**Provided passage**
For a moment it seemed that Charles Boer had provided one with "The Book of Life," originally published in 1980, and currently in print. It was an attractively printed and extremely readable translation. Unfortunately, it was not only based on unreliable versions of the Latin, but it paid little if any attention to the vast scholarship needed to understand Ficino. Since Boer was dismissive of the existing Ficino scholarship, hostile reviews were perhaps to be expected, but I can testify from experience that Boer's work was more frustrating than useful.

Fortunately, a far superior translation, along with a carefully edited Latin text, useful introduction and helpful notes, and glossarial indexes, was already in progress. It appeared about a decade later, and, like Boer's, has been reprinted several times. It is an impressive accomplishment, providing a rich source of information on Ficino's theological, philosophical, medical, astrological, and magical readings and world-view, and how they interact.

**Supplied information**
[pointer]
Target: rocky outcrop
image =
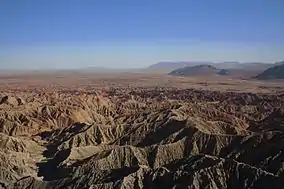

**Requirement**
In the passage on translations of Ficino, translate "It was an attractively printed and extremely readable translation." into Spanish.

**Task result**
Era una traducción de impresión atractiva y sumamente legible.